### Pointing and labeling entries
BEGIN

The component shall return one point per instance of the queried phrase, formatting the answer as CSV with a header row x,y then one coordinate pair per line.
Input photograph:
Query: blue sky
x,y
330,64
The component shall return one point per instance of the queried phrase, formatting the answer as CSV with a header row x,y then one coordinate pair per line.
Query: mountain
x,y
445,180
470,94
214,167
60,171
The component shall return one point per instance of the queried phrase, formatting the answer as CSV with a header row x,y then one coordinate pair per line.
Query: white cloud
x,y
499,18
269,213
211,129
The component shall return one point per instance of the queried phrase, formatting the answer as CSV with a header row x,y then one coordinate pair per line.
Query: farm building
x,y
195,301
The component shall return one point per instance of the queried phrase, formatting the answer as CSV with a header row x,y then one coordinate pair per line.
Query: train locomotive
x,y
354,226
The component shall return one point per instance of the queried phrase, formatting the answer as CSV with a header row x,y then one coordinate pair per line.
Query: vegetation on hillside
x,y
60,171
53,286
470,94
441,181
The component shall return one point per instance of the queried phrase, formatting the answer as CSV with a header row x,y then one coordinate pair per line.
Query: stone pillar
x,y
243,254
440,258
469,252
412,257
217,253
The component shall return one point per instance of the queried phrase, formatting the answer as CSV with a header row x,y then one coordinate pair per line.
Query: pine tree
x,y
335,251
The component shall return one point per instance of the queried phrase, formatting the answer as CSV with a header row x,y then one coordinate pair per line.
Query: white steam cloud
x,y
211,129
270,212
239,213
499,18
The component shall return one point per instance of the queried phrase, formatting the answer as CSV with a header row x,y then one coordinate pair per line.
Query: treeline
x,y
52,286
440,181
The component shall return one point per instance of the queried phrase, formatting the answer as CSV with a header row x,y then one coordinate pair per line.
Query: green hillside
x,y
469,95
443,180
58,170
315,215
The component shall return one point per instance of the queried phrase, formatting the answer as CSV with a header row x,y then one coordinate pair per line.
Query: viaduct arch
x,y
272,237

END

### AIM
Give back all the records exactly as they stand.

### FINAL RESULT
The component shall return one point per instance of the queried phrase, formatting the answer as CSV with a header row x,y then one coordinate pair per line.
Input photograph:
Query: blue sky
x,y
330,64
The component shall return one point per instance of the queried phrase, formatting the answer as CSV with a header row x,y then one coordinate pair per line.
Query: mountain
x,y
445,180
470,94
214,167
60,171
The component shall return one point per instance of the queried phrase, formatting the answer as CSV with a header row x,y then one coordinate pair per line.
Query: white cloud
x,y
499,18
269,213
211,129
The component shall return one point per instance of the queried phrase, formatting the answer as CSV with a header row x,y then one coordinate pair per line.
Query: farm building
x,y
195,301
The component shall return one point per instance of the queried phrase, formatting the answer as CSV with a header row x,y then one coordinate pair per line.
Query: train locomotive
x,y
354,226
The component shall return one point per instance of the queried phrase, formatting the answer as CSV with a header row x,y then one coordinate pair per line.
Query: vegetation on hillside
x,y
60,171
53,286
470,94
441,181
The component shall return one point per instance of the queried phrase, formatting the answer as CSV with a header row x,y then one coordinate pair per line.
Query: stone pillar
x,y
243,254
440,258
469,252
412,257
217,253
The component shall return one point per instance of the queried phrase, formatting the answer as CSV with a header row x,y then one coordinate pair per line.
Query: pine tree
x,y
335,251
The component shall return one point per instance of the queried phrase, formatting the answer as CSV with a header row x,y then one coordinate pair per line.
Query: white steam cloud
x,y
211,129
270,212
239,213
499,18
The component shall return one point per instance of the queried phrase, formatting the answer as CSV with a header row x,y then one coordinate pair per line.
Query: treeline
x,y
52,286
440,181
The component shall return one point per instance of the queried phrase, formatting the answer as CSV with a header row x,y then one coordinate pair per line.
Query: green hillside
x,y
469,95
443,180
58,170
315,215
The component shall return one point per instance of the queried phrase, formatting the answer as CSV with a header row x,y then one coordinate pair per line.
Query: viaduct arch
x,y
272,237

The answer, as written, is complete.